──────── Supplied records

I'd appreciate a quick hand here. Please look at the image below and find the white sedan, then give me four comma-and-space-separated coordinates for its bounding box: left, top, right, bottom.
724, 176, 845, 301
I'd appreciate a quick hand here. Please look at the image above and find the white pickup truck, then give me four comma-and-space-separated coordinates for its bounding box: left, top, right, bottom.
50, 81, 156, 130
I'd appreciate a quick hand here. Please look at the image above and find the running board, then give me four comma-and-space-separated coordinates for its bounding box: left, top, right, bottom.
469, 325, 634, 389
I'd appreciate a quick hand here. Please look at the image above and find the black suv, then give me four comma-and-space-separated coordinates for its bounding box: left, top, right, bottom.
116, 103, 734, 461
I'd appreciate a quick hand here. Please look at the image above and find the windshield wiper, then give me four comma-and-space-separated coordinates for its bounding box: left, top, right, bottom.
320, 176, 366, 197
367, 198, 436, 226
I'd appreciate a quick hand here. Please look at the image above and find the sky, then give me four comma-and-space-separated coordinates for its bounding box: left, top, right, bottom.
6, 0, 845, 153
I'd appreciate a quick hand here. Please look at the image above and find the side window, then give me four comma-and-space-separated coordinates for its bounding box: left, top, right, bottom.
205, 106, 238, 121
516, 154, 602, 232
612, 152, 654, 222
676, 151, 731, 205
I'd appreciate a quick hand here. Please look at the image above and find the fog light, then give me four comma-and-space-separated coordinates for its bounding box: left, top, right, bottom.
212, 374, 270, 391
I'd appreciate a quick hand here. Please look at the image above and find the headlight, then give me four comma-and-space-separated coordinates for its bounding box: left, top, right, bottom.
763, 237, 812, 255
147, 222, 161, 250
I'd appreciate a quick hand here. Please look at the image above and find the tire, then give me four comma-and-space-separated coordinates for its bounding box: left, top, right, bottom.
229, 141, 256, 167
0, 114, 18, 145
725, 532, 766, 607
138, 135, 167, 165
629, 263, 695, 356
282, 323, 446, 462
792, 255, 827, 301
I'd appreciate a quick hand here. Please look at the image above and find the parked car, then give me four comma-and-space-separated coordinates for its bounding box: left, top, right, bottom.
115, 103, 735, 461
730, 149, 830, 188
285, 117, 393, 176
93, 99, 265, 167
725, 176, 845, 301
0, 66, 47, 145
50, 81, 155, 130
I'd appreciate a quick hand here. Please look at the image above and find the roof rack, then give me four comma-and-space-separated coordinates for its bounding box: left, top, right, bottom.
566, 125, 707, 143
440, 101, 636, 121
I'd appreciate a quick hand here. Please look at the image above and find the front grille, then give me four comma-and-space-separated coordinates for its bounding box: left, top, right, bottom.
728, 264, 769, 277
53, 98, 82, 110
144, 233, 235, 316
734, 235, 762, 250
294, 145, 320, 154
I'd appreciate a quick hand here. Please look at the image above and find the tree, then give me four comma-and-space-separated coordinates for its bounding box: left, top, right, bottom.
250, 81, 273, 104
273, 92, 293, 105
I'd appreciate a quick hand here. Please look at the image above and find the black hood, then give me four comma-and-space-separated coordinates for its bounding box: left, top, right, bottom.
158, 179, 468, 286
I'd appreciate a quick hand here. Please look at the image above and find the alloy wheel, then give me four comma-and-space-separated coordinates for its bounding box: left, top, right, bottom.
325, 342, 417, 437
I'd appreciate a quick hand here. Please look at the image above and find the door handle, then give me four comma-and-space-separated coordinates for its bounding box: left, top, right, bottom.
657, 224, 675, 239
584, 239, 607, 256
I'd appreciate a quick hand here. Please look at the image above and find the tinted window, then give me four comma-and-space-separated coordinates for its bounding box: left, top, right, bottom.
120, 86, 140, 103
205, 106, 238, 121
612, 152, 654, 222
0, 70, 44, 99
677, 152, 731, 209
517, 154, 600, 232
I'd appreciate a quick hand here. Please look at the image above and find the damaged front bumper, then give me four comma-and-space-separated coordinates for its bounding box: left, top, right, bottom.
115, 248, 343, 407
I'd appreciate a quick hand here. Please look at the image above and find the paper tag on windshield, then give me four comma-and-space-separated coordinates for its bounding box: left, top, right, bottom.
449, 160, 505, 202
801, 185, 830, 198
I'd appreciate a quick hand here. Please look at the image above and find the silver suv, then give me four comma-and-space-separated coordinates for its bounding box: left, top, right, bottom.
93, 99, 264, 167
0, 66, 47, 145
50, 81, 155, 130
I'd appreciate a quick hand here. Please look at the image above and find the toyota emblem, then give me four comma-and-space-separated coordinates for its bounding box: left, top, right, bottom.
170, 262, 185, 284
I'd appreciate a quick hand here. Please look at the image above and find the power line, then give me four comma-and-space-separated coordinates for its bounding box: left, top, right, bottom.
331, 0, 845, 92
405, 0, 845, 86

────────────────

#### The task
Rewrite the data above with every "bounding box" changed to "enclosing rectangle", leaving everything else unchanged.

#### Answer to this problem
I'd appreciate a quick hand here. Please look at the image below and find the white sedan, then give me four comma-and-space-separated coordinates for its enclosing rectangle: left, top, right, bottom.
724, 176, 845, 301
I'd appreciate a quick hand here. Please look at the image above and find the white pickup truck, then give me four comma-and-space-separated coordinates for its enclosing rectangle: left, top, right, bottom.
50, 81, 156, 130
I'd appreciate a quick hand here. Please look at the image above and find the running board, then give me four comma-and-space-separated coordinates for its enclosing rectangle: left, top, right, bottom.
469, 325, 634, 389
I'd appreciate a quick hand here. Please look at the image above and find the black suv, then give me four comma-and-space-separated coordinates for its enclosing rectangle: left, top, right, bottom.
116, 103, 734, 461
I'd appreciate a quick hand here. Please look at the image above and find the windshield wiper, then give me four comma-and-space-separated coordinates for its enclosing rectangle: left, top, right, bottom.
320, 176, 366, 197
367, 198, 436, 226
I'd appreciate a quick hand here. Please look at the image above and find the sky, then give me four comma-and-space-separated coordinates for its enclosing rectangle: left, top, right, bottom.
6, 0, 845, 153
I'd appreciate a quick hand here. Please look at the image above and find the side window, then give me four comma-and-space-separated coordinates for its enclosing rectangle: left, top, right, bottom.
205, 106, 238, 121
516, 154, 602, 232
612, 152, 654, 222
676, 151, 731, 205
I'd appreciate a quick hand here. Please look at the image above and find the fog light, then give me four comma-and-space-separated coordinates for its enclosing rectangle: left, top, right, bottom.
212, 374, 270, 391
I'd appreciate a quick hand here. Please look at the image above and find the headlight, then give me four comma-and-space-separated coordinates for its enclosing rectangle: left, top, right, bottom.
763, 237, 812, 255
147, 222, 161, 250
I'd appreciate a quick hand here. Please look at the image above and find the tire, then give me four comma-and-space-separated coordinates for its enclosing rectangle: left, top, right, bottom.
229, 141, 256, 167
0, 114, 18, 145
725, 532, 766, 607
138, 135, 167, 165
629, 263, 695, 356
282, 323, 446, 462
792, 255, 827, 301
I'd appreciate a quick hand here. Please look at the image above and find the parked car, then give me four comma-and-space-separated coordinates for its enclosing rectangle: left, top, right, bottom.
115, 103, 735, 461
730, 149, 830, 188
285, 117, 393, 176
93, 99, 265, 167
725, 176, 845, 301
0, 66, 47, 145
50, 81, 155, 130
I'd appreciate a quick hand here. Please look at the image above and find the roof rack, then give me four comma-and-space-separated coordinates for its enclosing rectangle: left, top, right, bottom.
566, 125, 707, 143
440, 101, 636, 121
I'd appreciate a quick hand here. Please look at the image above and find the front grille, then give me four comma-and-space-separated coordinates for its enclosing rectangle: left, top, right, bottom.
728, 264, 769, 277
53, 98, 82, 110
144, 233, 235, 316
734, 235, 762, 250
294, 145, 320, 154
I'd appreciate a quick hand here. Please look at the image above and find the tree, then give me four comma-and-space-separated coordinates for its enclosing rectangle: left, top, right, bottom.
250, 81, 273, 104
273, 92, 293, 105
I'd appreciate a quick hand here. Please look at the image above and find the black hood, then give me four comma-and-space-separated coordinates for its enclosing rectangle: left, top, right, bottom.
158, 179, 468, 286
I'd appreciate a quick hand here. Please look at the image above and find the alloy wheel, then give me four comma-and-space-separated coordinates for its enclosing rectangle: left, top, right, bottom.
325, 342, 417, 437
I'd appreciate a quick hand here. Please look at the image above and find the door handle, then give me four comma-and-space-separated coordinates for its enclosing rectangle: left, top, right, bottom.
657, 224, 675, 239
584, 239, 607, 256
I'd appreciate a quick hand here. Please look at the image above and find the tinted window, then give me four comma-and-space-separated coordinates for its enclosing rectangle: left, top, right, bottom.
120, 86, 140, 103
205, 106, 238, 121
612, 152, 654, 222
0, 70, 44, 99
677, 152, 731, 209
517, 154, 600, 232
I'd appreciate a quick hand here. Please look at the image above and find the damaged front bumper, then give me four comma-and-space-separated coordinates for its enclosing rectangle: left, top, right, bottom.
115, 248, 343, 407
I'd appreciate a quick hand here. Please look at the image above and find the paper tag on windshield, then give me four comma-and-space-separated coordinates for its enclosing rectangle: left, top, right, bottom.
449, 160, 505, 202
801, 185, 830, 198
I'd appreciate a quick hand here. Please look at the image above and find the silver suv, then give me four comma-and-space-separated coordinates for its enclosing rectangle: left, top, right, bottom.
93, 99, 264, 167
0, 66, 47, 145
50, 81, 155, 130
I'd appreciate a quick hand here. Please look at the image above and find the toyota emblem, then give me four comma-and-space-separated coordinates for its enclosing rectangle: left, top, right, bottom.
170, 262, 185, 284
I'd appreciate a quick hand here. Please look at the image above and find the power line, then give me four comma-and-space-separated coordinates for its enclosing rectangle: left, top, right, bottom.
331, 0, 845, 92
405, 0, 845, 86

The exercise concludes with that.